Исходные данные:

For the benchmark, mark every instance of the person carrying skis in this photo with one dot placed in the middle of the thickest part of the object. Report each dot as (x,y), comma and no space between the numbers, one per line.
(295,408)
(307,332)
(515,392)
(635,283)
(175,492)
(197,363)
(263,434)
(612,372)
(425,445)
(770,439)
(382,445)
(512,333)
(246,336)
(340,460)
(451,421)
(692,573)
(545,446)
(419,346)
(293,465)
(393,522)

Что нужно сделать:
Представьте строки выше в виде CSV с двумя колонками, «текст» и «ответ»: в «текст» идёт первая строка, а в «ответ» все следующие за ней строки, записанные через пробел. Каждое поле возьмите в кавычки.

Ответ на задание:
текст,ответ
"For the benchmark, mark every instance of the person carrying skis in this photo with one dot placed in the middle of the thickest part of the object. Report each dot as (x,y), comma and no space between the numbers, one per line.","(295,408) (307,332) (515,392) (635,283) (175,492) (197,363) (263,434) (612,372) (425,445) (770,439) (382,445) (512,333) (246,336) (340,460) (451,421) (692,573) (545,446) (419,346) (293,465) (393,522)"